● **WHAT YOU WILL DO**: Look through the entries for the string "boulder" and copy every line where it shows up.

● **INPUT MATERIAL**:
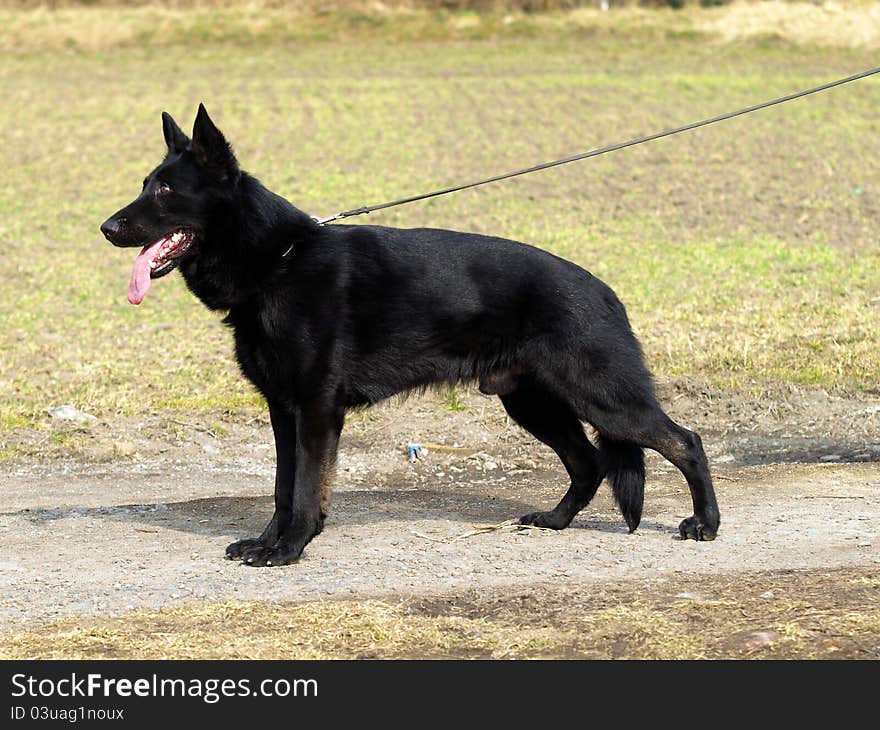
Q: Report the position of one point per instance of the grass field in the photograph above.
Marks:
(746, 252)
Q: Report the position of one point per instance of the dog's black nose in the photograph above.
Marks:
(110, 228)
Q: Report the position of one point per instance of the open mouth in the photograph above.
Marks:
(156, 260)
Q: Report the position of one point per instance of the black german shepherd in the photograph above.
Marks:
(328, 318)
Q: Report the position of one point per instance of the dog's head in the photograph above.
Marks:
(170, 219)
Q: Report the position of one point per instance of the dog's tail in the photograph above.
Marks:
(625, 463)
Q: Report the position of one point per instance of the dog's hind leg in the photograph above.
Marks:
(552, 422)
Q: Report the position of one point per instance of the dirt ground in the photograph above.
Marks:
(137, 515)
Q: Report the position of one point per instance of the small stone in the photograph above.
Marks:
(69, 413)
(757, 639)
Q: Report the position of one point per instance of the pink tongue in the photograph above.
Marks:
(140, 274)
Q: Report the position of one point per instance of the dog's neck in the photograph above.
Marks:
(253, 229)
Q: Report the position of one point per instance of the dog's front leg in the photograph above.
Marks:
(284, 428)
(299, 513)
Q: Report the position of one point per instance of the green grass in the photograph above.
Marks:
(744, 252)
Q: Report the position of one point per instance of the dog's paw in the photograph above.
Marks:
(237, 549)
(696, 528)
(551, 520)
(261, 556)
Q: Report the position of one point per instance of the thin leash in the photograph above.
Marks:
(594, 153)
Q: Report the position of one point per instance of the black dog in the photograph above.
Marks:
(353, 314)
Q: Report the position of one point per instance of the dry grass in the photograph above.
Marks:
(745, 252)
(97, 26)
(818, 614)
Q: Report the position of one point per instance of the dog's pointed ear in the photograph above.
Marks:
(176, 140)
(211, 149)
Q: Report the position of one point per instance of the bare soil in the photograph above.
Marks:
(137, 514)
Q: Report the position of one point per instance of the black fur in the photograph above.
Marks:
(355, 314)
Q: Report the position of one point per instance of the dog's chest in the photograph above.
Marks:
(270, 349)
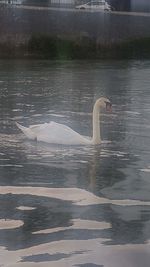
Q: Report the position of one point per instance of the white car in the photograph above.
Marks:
(95, 5)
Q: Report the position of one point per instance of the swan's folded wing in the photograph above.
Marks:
(58, 133)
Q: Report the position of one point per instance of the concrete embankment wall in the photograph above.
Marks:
(19, 24)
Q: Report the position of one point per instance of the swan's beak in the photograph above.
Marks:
(109, 106)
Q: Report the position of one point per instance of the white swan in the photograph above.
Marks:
(56, 133)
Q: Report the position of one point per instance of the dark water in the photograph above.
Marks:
(75, 206)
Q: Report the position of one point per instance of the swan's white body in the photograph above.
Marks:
(56, 133)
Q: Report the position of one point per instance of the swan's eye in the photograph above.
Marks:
(108, 106)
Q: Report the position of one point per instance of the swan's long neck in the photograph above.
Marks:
(96, 124)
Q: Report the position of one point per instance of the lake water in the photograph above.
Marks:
(75, 206)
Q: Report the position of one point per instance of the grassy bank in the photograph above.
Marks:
(47, 47)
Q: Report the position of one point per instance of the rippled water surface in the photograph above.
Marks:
(75, 205)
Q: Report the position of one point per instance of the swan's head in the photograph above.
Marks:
(104, 103)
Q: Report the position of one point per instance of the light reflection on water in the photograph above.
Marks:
(45, 186)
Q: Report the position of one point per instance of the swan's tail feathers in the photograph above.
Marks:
(27, 132)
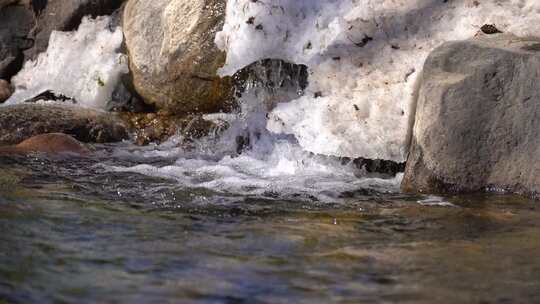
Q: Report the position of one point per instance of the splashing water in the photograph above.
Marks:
(247, 159)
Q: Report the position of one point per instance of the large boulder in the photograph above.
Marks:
(5, 90)
(172, 54)
(477, 123)
(20, 122)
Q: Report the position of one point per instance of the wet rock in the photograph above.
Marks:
(19, 122)
(16, 22)
(158, 127)
(52, 143)
(173, 57)
(5, 90)
(63, 15)
(477, 120)
(7, 2)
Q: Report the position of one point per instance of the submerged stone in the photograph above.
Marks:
(477, 122)
(5, 90)
(19, 122)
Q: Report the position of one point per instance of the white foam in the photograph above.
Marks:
(286, 172)
(85, 65)
(366, 89)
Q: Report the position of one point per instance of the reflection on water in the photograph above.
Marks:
(72, 232)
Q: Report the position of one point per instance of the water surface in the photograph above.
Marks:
(74, 231)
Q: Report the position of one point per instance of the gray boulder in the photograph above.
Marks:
(172, 53)
(477, 125)
(20, 122)
(7, 2)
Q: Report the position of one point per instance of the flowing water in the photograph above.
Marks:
(247, 216)
(73, 230)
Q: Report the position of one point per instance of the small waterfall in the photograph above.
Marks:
(246, 159)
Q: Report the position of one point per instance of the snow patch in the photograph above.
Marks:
(84, 65)
(364, 58)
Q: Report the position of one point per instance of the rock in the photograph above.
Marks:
(477, 121)
(157, 128)
(173, 57)
(19, 122)
(16, 22)
(52, 143)
(7, 2)
(63, 15)
(5, 90)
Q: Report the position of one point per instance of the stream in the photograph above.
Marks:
(82, 230)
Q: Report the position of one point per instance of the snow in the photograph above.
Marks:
(85, 65)
(364, 58)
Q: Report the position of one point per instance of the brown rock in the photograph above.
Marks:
(52, 143)
(20, 122)
(173, 57)
(5, 90)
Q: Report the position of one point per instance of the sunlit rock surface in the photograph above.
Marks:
(364, 58)
(173, 56)
(84, 65)
(477, 120)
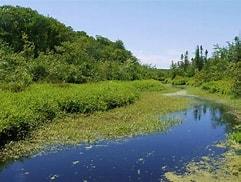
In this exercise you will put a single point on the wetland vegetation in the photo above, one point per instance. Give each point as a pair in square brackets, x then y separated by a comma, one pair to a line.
[60, 87]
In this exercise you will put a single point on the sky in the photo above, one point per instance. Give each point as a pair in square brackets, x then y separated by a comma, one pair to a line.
[156, 31]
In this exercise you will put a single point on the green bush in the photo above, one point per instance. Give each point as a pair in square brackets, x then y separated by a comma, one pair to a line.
[179, 80]
[221, 86]
[23, 111]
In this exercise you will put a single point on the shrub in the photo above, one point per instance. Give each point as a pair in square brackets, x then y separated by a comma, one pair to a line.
[23, 111]
[221, 86]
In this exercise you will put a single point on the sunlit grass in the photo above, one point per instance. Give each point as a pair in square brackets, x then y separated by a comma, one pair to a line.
[139, 118]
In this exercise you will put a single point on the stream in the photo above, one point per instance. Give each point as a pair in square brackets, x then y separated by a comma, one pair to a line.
[141, 158]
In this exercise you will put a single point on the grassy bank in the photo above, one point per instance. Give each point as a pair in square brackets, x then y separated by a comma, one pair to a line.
[22, 112]
[225, 169]
[135, 119]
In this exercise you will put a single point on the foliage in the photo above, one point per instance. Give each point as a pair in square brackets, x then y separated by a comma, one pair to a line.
[35, 48]
[221, 86]
[220, 73]
[21, 112]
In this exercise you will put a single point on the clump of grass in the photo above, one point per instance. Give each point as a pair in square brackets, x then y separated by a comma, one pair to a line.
[22, 112]
[139, 118]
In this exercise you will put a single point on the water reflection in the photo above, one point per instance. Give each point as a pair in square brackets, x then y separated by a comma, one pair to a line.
[143, 158]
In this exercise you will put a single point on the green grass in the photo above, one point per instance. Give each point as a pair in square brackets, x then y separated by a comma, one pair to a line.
[138, 118]
[22, 112]
[220, 86]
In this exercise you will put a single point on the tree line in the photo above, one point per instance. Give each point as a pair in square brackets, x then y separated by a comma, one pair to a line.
[36, 48]
[222, 69]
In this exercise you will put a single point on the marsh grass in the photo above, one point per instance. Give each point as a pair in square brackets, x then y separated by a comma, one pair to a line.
[136, 119]
[22, 112]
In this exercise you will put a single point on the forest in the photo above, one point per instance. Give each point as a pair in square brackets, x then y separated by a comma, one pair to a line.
[35, 48]
[86, 108]
[219, 73]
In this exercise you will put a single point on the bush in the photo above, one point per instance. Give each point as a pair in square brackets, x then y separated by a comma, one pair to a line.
[221, 86]
[23, 111]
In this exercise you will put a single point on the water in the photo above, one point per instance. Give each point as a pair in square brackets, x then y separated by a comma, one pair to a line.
[142, 158]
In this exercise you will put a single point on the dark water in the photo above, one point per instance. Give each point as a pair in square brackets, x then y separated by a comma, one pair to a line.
[143, 158]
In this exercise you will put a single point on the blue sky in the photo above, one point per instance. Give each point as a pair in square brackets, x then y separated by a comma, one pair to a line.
[156, 31]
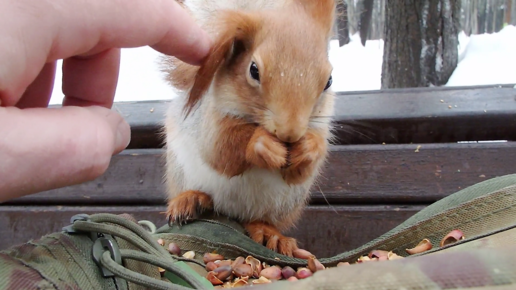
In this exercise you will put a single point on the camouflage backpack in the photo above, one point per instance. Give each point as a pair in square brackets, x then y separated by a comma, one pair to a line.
[105, 251]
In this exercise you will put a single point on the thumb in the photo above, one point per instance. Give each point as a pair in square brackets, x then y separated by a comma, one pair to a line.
[42, 149]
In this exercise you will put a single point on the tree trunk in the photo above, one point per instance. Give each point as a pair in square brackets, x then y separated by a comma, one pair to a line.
[342, 22]
[421, 38]
[365, 20]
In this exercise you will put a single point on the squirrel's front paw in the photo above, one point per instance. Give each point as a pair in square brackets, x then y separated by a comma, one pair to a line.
[304, 156]
[265, 150]
[185, 206]
[269, 235]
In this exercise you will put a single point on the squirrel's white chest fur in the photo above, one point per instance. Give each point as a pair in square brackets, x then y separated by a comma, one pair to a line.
[256, 194]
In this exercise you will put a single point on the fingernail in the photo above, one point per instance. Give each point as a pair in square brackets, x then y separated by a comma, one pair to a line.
[123, 136]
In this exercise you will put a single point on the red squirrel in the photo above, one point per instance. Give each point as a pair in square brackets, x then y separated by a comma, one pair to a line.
[249, 131]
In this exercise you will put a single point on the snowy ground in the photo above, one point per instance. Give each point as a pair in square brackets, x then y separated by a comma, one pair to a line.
[483, 60]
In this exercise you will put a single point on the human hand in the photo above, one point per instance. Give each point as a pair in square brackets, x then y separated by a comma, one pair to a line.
[42, 148]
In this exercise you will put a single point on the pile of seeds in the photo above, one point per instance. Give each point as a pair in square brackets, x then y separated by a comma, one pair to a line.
[226, 273]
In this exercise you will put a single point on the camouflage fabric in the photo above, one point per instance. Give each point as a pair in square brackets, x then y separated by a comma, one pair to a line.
[486, 259]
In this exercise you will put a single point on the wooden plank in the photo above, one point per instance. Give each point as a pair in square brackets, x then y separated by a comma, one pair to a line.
[424, 115]
[354, 174]
[324, 230]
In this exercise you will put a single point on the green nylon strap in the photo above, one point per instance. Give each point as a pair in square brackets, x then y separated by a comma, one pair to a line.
[153, 253]
[472, 208]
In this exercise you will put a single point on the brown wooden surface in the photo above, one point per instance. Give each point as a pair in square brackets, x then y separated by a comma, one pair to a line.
[324, 230]
[424, 115]
[355, 174]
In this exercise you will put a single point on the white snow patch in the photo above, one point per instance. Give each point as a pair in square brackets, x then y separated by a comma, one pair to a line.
[483, 60]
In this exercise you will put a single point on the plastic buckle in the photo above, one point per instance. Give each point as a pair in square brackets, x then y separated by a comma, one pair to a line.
[78, 217]
[101, 245]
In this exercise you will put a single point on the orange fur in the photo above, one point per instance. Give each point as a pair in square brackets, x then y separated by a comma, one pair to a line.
[304, 156]
[240, 30]
[254, 122]
[261, 232]
[186, 205]
[228, 156]
[318, 9]
[265, 150]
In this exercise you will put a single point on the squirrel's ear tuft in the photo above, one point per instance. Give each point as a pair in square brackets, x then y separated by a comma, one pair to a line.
[236, 37]
[322, 11]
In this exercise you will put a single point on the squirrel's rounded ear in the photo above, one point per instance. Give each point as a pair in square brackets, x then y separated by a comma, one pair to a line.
[322, 11]
[237, 34]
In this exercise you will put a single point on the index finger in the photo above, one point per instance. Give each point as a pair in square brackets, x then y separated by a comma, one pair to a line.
[35, 32]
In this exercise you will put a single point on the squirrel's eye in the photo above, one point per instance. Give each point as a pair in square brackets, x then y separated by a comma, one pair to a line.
[253, 70]
[328, 84]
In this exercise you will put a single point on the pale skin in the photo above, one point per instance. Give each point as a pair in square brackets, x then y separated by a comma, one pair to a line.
[41, 148]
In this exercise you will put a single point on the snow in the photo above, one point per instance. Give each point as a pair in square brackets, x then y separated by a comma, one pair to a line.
[487, 59]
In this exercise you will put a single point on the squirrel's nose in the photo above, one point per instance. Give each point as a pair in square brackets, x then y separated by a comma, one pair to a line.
[289, 135]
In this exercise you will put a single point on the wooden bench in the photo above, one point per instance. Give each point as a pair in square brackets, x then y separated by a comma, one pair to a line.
[398, 151]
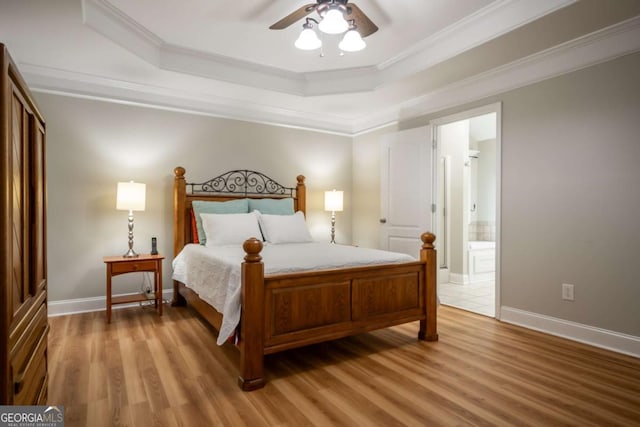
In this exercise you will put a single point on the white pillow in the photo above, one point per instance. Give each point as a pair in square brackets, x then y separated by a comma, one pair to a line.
[229, 229]
[284, 228]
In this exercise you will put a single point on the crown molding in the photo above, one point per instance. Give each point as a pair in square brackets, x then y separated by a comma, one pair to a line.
[490, 22]
[601, 46]
[81, 85]
[474, 30]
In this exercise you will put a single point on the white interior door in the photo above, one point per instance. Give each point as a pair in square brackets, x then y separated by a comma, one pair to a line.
[406, 189]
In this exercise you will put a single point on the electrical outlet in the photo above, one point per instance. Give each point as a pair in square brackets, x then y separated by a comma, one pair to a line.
[567, 292]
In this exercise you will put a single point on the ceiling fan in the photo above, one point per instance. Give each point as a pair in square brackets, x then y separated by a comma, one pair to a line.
[350, 12]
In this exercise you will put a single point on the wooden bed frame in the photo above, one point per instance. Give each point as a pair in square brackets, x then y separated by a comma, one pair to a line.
[290, 310]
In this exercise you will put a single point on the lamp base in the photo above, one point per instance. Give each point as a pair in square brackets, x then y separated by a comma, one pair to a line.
[130, 254]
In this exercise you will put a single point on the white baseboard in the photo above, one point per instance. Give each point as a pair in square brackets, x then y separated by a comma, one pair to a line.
[610, 340]
[84, 305]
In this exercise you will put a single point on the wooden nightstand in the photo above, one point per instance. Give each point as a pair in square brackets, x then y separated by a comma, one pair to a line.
[120, 265]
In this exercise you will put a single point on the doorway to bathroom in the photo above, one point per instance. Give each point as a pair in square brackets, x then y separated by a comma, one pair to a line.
[467, 217]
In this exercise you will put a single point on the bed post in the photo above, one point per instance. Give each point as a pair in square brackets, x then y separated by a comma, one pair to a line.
[429, 326]
[252, 318]
[179, 193]
[301, 194]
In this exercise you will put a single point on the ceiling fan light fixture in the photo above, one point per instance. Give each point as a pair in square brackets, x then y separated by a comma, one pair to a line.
[308, 39]
[352, 41]
[333, 21]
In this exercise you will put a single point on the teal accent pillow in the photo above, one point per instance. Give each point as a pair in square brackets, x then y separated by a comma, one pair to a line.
[232, 206]
[272, 206]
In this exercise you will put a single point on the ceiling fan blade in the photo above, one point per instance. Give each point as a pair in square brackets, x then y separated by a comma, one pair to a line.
[294, 17]
[365, 26]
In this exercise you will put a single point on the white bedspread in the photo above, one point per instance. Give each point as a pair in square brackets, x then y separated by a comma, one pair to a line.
[214, 273]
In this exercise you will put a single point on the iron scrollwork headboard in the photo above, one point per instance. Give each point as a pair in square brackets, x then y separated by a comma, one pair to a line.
[241, 182]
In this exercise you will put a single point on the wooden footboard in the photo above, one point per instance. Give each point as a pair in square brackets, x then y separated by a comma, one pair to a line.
[285, 311]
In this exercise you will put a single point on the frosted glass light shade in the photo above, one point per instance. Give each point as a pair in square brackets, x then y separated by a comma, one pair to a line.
[333, 201]
[308, 40]
[131, 196]
[333, 22]
[352, 42]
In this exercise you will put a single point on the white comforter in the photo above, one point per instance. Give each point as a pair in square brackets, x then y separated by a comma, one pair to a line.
[214, 273]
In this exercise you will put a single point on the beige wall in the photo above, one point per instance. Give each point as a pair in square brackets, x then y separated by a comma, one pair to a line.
[91, 145]
[570, 194]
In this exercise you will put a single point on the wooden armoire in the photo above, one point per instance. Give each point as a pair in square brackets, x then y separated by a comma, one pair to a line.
[23, 271]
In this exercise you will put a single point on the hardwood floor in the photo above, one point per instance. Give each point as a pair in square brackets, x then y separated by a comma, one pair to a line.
[143, 370]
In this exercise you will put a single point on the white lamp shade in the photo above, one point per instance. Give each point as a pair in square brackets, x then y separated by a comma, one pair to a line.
[333, 22]
[352, 42]
[308, 40]
[333, 201]
[131, 196]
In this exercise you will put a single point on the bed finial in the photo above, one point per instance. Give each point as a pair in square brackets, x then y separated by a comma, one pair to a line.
[427, 240]
[252, 247]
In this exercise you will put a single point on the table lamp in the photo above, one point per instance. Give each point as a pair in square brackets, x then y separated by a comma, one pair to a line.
[333, 204]
[131, 197]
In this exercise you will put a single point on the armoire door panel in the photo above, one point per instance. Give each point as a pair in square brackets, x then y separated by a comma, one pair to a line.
[23, 266]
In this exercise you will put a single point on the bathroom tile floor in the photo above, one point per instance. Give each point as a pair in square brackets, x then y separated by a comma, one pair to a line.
[477, 297]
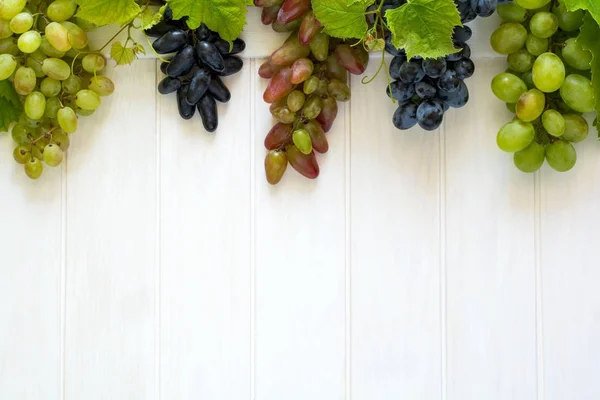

● **RESULT OF THE EXERCISE**:
Q: Report the position of one point per instance of the large boulder in the photograph above.
Q: Report the position of one point per instance of the gray boulder in the photograph above.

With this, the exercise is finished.